*WHAT YOU SHOULD DO*:
Every entry needs to be printed exactly, please.

(DATA FOR THIS TASK)

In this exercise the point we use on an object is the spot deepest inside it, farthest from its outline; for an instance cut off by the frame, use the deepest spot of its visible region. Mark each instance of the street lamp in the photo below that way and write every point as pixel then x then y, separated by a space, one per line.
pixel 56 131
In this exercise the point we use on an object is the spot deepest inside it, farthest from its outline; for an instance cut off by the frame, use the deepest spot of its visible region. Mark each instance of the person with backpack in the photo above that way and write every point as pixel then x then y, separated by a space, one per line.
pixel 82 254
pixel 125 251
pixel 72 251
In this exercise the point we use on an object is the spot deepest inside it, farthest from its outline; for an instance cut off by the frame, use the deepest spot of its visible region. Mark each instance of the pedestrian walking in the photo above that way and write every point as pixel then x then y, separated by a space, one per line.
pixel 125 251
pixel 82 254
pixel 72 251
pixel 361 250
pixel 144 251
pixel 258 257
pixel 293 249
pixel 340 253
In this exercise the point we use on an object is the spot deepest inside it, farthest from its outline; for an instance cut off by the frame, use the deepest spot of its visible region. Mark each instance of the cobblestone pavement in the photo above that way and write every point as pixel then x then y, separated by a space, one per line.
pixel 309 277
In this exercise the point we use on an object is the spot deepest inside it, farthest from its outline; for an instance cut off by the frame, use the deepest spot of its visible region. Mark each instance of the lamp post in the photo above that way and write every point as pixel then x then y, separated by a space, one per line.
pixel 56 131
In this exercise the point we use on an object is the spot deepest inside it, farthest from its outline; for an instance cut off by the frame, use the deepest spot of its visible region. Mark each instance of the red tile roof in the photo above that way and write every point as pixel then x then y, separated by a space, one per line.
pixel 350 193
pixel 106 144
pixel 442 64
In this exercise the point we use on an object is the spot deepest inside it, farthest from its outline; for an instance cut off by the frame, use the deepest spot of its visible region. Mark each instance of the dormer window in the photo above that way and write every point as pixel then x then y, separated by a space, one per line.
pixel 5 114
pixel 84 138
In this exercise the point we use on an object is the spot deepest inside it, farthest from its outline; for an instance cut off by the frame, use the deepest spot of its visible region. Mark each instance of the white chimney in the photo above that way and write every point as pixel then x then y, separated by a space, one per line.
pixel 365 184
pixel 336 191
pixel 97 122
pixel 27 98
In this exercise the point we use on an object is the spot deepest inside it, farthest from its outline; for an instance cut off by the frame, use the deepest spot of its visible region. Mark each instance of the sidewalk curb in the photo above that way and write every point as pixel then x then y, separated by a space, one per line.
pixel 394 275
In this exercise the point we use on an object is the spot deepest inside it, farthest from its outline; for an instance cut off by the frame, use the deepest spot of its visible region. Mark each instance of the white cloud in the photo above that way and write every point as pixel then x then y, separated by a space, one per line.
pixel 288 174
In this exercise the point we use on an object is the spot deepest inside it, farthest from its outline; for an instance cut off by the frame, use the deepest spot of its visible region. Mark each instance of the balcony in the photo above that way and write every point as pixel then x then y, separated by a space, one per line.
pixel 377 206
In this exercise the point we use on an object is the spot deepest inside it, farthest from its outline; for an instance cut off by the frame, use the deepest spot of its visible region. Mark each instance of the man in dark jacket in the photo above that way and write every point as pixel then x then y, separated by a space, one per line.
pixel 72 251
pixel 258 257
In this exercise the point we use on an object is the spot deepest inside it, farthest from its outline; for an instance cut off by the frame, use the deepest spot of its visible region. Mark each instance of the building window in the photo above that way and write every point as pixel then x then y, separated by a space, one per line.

(End DATA FOR THIS TASK)

*RESULT OF THE TASK*:
In this exercise the point we use on an object is the spot deepest inside it, farthest from its outline; for an instance cut off by the frame, use the deepest spot of its visible region. Mark each instance of the street lamp in the photo below that way and write every point as pixel then x then y, separated by a space, one per line.
pixel 56 131
In this exercise the point we use on an object is the spot deepest inside it, farthest from its outline; for an instance cut off by the frame, use the deepest spot of its visible region. Mark each instance of the person with backpack in the photo above that way and write every point as pixel then x then y, separated by a space, one per line.
pixel 82 254
pixel 125 251
pixel 72 251
In this exercise the point we use on an object is the spot deepest inside it, farthest from its outline; for an instance cut off by the frame, use the deepest spot of its visible region. Mark each instance of the pedestrian walking in the photo above that way and write every point as pixel then x then y, separated by a space, one per line.
pixel 125 251
pixel 82 254
pixel 72 251
pixel 361 250
pixel 144 251
pixel 258 257
pixel 293 249
pixel 340 253
In this exercise the point we use on an object is the spot deepest inside it, farthest from its outline; for an instance cut off by the frame, use the deepest spot of its visible region. Mark each instance of the cobblestone pavement in the photo above that way and write every point as pixel then x then y, separated by a space, one per line.
pixel 309 277
In this exercise the point we use on an object is the spot deepest inside it, farthest from its outline; for an instance cut off by the frame, use the deepest spot of its visible region. Mark each instance of the lamp post in the photo above that way and write every point as pixel then x then y, separated by a space, one per line.
pixel 56 131
In this exercise the point we use on an object is the spot deepest inside it, farthest from its outline; for an instance cut off by the frame, use the deepest spot of its visible region. Mark each instance of the red tile roof in the photo above that way and write every point as pixel then x then y, separated by a space, one per line.
pixel 350 193
pixel 106 144
pixel 442 64
In this exercise the point we use on an object is the spot deepest inside it, farthest from its outline; for an instance cut off by the frame, use the deepest spot of its visible region. Mark each instance of the dormer window in the photo above that way and write every point as pixel then x then y, separated by a space, one per line.
pixel 5 114
pixel 84 138
In this exercise the point we use on an object is the spot deepest inside it, farthest from its outline; for an instance cut off by the frame, use the deepest spot of its visible region. Mark each instance of the white chimney in the photo above that way and write every point as pixel then x then y, separated by a space, one per line.
pixel 365 184
pixel 336 191
pixel 97 122
pixel 27 98
In this exercise the point we use on an object is the spot deepest inside it, farthest from its outline; for an instance cut off by the frame, use the deepest spot of its visible region. Mark each instance of the sidewalk curb in the photo above that way and write every point as pixel then x then y, separated by a space, one per line.
pixel 394 275
In this exercise the point we use on an object is the spot deepest inside it, farthest from its outline; for an instance cut off by the frame, use the deepest spot of its visible region. Mark each instance of the white cloud in the photo above that way and write every point as pixel then x then y, separated by a space, one per line.
pixel 288 174
In this exercise the point we use on an object is the spot deepest inside it, farthest from its outline; for an instance cut off by the frame, use the deepest spot of its visible region. Mark each instance of the balcony in the photo above that way and write every point as pixel then x then y, separated by a space, one per line.
pixel 377 206
In this exercise the point we use on an object is the spot deepest inside it, farthest from its outline; for an instance cut off by the frame, use the deepest spot of its visible region. Mark each instance of the man in dark jacket in the photo above that way and write every point as pixel then x then y, separated by a space, one per line.
pixel 72 251
pixel 258 257
In this exercise the point we use on an object is the spot deepest inside it, farthest from its outline; for an instance cut off by the frame, use the deepest spot of its visible region. Mark each instance of the building window in the photo above that way and write every point as pixel then x then y, separated by a space, one per line.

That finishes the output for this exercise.